━━━ Supplied material
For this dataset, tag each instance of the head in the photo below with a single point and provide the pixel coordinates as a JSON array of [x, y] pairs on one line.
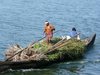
[[73, 29], [46, 23]]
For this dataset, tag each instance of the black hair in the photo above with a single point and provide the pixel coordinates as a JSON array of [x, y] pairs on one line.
[[73, 29]]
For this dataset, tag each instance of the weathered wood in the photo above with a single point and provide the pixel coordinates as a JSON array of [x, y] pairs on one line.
[[5, 65]]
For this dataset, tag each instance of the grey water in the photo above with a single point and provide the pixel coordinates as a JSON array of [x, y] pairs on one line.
[[22, 22]]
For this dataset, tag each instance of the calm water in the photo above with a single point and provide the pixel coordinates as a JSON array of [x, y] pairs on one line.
[[21, 21]]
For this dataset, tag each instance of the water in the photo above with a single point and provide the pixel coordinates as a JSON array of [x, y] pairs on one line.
[[21, 21]]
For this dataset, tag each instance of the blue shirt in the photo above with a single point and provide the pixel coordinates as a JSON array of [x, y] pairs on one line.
[[73, 34]]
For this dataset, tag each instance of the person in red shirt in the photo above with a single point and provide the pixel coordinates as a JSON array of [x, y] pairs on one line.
[[48, 30]]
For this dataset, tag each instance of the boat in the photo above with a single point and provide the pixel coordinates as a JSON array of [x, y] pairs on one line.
[[16, 65]]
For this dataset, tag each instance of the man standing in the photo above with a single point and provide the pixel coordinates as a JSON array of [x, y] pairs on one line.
━━━━━━
● Stated task
Copy the whole listing above word for word, omitting the pictures.

● Reply
For this dataset, tag each instance of the head in the photo below with a single point and provide the pixel coordinates as a JSON array of [x, y] pairs on one line.
[[73, 29], [46, 23]]
For this dataset, tag each instance of the black hair in the photo above with a single point and provide the pixel coordinates as a JSON array of [x, y] pairs on one line.
[[73, 29]]
For this dataset, tag each instance of the weathered wood in the photo above with a single point and provide the pixel coordinates as a JSON array of [x, y] pairs on one line.
[[5, 65]]
For this dataset, tag each instance of the grey water in the photo above with a single point and provide the pixel coordinates as a JSON array of [x, y] pairs on one line.
[[22, 22]]
For this dataset, tag each instance of the calm water in the photo above with a single point and provide the pixel coordinates as a JSON array of [x, y] pairs on one line.
[[21, 21]]
For this dataset, tag each instance of the water in the photo above with a single point and provide the pixel coordinates as a JSON array of [x, y] pairs on one line.
[[21, 21]]
For this dataset, tag each instance of the blue shirt in the photo above with a single point and provide the pixel coordinates as a JSON array of [x, y] pairs on one line.
[[73, 34]]
For this dataset, tag each instance of the person in red shirt in the photo above with a single point and provide the pixel coordinates as a JSON array of [x, y] pairs on one line.
[[48, 30]]
For this dataset, tag each instance of the boat in the photo above with a single point and provide the pixel coordinates as a JSON array of [x, y] pairs on one line.
[[16, 65]]
For this dataset, tag each instance of the man standing in the photo above with a single point and provide the pixel coordinates as a JSON array of [x, y] pairs on one line.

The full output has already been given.